CROSSROADS : Southern Rock has a bad reputation, especially in France. What do you think about it ?

John Molet : Many people have written and told bullshit about Southern Rock musicians. Some fuckin' journalists have written that Southern Music means Racism. It is really pity ! These kind of journalists should have done their real job, instead of writting such stupidities. Lynyrd has recorded "Sweet Home Alabama" with black chorists. The song "The Ballad of Curtis Loew" is a kind of hommage to an old black bluesman. There are many different examples like this. Calibre 12 plays a southern flag on stage. It is our way to give an homage to this kind of musical style and culture. If some people don't understand that, that's pity !

CROSSROADS : Calibre 12 often plays in Bikers meetings. What is there in common between Lynyrd Skynyrd, Budweiser and Harley Davidson ?

--- --- ---

§ PROBLEMS TO SOLVE:
(a) In the Southern Rock interview, which song does John Molet call a kind of homage to an old black bluesman?
(b) Please carry on the Southern Rock interview from the point where it stops.

Excerpts from point annotation data:
--- --- ---

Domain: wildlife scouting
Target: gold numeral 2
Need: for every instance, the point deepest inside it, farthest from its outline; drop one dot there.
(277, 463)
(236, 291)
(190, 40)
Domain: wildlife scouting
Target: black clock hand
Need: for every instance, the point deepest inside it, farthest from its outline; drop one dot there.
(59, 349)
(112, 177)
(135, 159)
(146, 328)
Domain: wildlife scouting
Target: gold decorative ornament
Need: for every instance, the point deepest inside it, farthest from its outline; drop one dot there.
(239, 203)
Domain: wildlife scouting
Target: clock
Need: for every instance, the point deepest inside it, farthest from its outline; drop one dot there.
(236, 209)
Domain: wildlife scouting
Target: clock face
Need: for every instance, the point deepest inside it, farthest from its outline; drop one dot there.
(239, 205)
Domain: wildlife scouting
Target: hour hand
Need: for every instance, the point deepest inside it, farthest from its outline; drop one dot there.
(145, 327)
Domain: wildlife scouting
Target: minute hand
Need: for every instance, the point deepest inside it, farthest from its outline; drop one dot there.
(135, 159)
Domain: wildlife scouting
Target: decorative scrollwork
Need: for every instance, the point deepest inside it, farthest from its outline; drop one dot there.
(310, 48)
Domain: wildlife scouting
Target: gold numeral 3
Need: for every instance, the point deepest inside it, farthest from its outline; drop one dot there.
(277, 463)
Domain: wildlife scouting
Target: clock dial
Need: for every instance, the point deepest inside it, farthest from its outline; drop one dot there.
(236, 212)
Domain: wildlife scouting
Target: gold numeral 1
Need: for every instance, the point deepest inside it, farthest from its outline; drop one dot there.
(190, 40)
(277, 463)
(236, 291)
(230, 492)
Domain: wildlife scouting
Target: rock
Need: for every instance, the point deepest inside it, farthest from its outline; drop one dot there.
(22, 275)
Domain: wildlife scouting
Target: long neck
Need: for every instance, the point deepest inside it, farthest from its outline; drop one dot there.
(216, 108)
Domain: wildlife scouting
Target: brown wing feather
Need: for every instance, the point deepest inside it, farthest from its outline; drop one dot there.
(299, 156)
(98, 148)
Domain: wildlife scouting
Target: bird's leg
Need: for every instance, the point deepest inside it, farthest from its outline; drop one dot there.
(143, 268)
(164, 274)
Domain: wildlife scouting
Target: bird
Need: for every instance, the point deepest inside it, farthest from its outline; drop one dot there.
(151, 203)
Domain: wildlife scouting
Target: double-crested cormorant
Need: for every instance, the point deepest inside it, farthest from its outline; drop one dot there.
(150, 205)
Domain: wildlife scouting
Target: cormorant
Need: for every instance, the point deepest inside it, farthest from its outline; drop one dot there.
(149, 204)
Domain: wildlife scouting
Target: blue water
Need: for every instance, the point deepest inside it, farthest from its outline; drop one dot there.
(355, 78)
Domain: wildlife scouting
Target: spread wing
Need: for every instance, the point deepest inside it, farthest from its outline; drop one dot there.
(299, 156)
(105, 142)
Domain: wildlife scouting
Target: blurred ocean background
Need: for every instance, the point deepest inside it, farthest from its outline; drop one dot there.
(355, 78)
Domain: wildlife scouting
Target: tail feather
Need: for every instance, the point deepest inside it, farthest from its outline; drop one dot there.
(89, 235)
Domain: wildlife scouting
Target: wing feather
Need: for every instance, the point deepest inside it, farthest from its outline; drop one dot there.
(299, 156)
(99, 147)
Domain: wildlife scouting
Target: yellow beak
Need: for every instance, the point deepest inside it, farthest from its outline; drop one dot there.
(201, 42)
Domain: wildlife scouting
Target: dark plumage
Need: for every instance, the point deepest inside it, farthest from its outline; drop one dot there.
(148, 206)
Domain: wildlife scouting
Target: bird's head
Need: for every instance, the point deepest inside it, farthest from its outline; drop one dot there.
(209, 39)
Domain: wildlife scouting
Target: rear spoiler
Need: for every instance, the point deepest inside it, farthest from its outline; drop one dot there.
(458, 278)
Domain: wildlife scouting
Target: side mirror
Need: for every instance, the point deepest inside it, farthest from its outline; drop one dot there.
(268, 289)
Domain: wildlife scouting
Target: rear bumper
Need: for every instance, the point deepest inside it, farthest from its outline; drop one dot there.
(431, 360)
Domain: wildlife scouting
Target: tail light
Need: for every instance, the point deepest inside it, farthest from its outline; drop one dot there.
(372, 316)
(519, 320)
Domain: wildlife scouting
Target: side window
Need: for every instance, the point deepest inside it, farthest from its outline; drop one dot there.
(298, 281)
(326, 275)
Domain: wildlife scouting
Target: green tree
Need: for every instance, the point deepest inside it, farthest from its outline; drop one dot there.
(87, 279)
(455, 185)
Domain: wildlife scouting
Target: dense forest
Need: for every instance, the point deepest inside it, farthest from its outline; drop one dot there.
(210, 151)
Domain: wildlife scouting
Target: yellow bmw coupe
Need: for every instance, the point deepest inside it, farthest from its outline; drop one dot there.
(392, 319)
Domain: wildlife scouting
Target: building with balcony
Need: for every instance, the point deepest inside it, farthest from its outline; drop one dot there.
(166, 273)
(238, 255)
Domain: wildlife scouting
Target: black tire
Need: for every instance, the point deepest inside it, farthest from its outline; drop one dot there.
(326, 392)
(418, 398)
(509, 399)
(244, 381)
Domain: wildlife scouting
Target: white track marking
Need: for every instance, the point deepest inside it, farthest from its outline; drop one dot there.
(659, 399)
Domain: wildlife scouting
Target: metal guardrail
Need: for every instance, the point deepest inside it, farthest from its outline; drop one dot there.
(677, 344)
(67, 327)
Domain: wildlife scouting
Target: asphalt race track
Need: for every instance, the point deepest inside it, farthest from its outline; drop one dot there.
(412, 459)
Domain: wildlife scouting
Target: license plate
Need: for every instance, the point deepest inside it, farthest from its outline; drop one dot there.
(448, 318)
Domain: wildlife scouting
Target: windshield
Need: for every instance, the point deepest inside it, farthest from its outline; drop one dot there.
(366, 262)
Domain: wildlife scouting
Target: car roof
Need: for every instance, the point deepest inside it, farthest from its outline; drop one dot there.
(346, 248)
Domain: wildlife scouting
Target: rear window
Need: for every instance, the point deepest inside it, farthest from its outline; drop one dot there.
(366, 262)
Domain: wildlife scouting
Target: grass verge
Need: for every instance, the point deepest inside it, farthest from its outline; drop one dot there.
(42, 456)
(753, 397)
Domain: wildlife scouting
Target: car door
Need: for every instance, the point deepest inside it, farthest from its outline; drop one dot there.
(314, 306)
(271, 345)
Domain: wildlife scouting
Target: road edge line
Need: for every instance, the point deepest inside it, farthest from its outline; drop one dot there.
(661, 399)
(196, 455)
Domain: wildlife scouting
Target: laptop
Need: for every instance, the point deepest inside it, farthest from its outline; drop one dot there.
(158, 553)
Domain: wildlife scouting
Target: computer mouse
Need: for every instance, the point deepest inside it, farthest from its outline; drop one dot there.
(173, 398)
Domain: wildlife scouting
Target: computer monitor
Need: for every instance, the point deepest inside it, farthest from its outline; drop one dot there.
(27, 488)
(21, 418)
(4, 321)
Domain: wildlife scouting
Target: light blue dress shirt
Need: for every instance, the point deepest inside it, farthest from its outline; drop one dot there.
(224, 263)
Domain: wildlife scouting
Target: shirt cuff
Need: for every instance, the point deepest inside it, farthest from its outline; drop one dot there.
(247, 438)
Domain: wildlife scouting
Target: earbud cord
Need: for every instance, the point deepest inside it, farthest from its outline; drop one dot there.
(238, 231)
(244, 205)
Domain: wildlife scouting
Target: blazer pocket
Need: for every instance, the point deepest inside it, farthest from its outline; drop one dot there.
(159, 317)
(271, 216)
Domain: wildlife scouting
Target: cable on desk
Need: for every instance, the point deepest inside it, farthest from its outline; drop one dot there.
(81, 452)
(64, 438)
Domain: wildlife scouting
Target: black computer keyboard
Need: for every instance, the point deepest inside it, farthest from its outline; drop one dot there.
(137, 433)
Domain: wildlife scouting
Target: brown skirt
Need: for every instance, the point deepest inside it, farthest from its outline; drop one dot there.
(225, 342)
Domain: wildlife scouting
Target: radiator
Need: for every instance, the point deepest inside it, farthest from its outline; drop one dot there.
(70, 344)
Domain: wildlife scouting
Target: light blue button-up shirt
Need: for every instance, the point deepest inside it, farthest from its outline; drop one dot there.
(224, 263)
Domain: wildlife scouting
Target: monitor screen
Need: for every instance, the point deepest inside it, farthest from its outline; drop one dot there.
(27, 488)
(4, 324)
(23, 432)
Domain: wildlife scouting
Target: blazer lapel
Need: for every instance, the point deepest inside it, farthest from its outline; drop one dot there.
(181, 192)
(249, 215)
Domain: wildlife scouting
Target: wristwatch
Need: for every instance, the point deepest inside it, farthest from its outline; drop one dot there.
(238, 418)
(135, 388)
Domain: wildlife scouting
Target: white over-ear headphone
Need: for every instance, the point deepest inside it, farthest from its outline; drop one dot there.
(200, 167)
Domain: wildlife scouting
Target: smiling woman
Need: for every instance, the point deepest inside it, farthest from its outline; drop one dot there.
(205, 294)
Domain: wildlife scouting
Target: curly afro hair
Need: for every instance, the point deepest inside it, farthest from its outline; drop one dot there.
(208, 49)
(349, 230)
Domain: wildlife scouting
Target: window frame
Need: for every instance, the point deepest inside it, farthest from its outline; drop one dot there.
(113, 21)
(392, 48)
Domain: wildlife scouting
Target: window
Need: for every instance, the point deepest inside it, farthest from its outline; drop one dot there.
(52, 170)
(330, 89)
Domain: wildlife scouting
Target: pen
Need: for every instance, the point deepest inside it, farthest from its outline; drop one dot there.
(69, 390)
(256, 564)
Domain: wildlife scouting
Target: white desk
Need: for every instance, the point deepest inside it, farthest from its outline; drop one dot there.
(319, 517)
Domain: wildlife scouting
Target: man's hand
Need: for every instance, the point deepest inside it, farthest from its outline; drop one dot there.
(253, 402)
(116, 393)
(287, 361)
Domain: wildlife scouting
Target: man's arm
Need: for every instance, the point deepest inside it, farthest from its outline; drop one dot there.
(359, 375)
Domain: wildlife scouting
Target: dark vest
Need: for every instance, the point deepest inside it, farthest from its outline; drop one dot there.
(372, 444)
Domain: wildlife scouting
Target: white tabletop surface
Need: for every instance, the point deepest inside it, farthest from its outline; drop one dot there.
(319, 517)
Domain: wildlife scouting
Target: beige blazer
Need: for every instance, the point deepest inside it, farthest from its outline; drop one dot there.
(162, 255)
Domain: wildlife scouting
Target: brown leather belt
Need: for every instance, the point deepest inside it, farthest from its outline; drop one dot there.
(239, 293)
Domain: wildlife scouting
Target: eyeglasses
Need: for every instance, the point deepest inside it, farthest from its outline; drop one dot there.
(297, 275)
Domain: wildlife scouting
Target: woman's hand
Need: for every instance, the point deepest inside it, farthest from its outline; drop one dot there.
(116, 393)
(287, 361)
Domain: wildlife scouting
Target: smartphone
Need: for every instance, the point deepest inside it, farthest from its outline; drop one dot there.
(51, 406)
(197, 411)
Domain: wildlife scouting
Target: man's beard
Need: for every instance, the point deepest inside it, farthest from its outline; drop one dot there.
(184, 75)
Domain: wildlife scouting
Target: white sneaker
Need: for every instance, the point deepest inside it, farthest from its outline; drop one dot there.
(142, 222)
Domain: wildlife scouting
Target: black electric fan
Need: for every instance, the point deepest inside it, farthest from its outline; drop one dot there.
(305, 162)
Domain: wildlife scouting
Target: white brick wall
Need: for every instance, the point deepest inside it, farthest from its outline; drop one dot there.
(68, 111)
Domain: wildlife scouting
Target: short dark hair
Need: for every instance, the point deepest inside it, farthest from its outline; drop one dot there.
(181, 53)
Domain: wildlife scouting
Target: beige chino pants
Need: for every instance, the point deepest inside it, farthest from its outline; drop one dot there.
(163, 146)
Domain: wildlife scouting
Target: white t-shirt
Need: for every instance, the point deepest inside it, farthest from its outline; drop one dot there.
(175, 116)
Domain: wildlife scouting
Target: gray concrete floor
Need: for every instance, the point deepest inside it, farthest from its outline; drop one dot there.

--- --- ---

§ SOLVED TASKS:
(a) "The Ballad of Curtis Loew"

(b)
John Molet : Hey, it is a weird question ! Bikers universe is close to the seventies spirit so it is logical that they do enjoy this music. Free wheeling, big motorcycles, and great guitar sound, that's the secret !

CROSSROADS : Europe (France, Germany, Scandinavy) do have very good groups in this kind of music.
So do have the Japanese with Savoy Truffle. What do you think about this worldwide expansion ?

John Molet : I think it is a real good thing. Every country has many musicians that enjoy this kind of music, because it is authentically and real music, with many different feelings.

CROSSROADS : If the old famous bands are still alive and well, like Lynyrd Skynyrd, Molly hatchet and the Allman,
it seems that there are not many young groups. What do you think about that ?

John Molet : On this point, I'm not really optimistic. To be on the same level than the groups you told me seems to be hard for the young groups, even if they don't have a major company behind them. Major company don't give a shit about Southern Music…for a long time now. There are sure good young bands in the USA or anywhere else in the world. But it's hard for them to be known and famous.

CROSSROADS : What is the future of Calibre 12 ?

John Molet : I'd like to create a new record… Until this moment, we are still on the road to play everywhere we can, and to meet fans and drink a beer with them !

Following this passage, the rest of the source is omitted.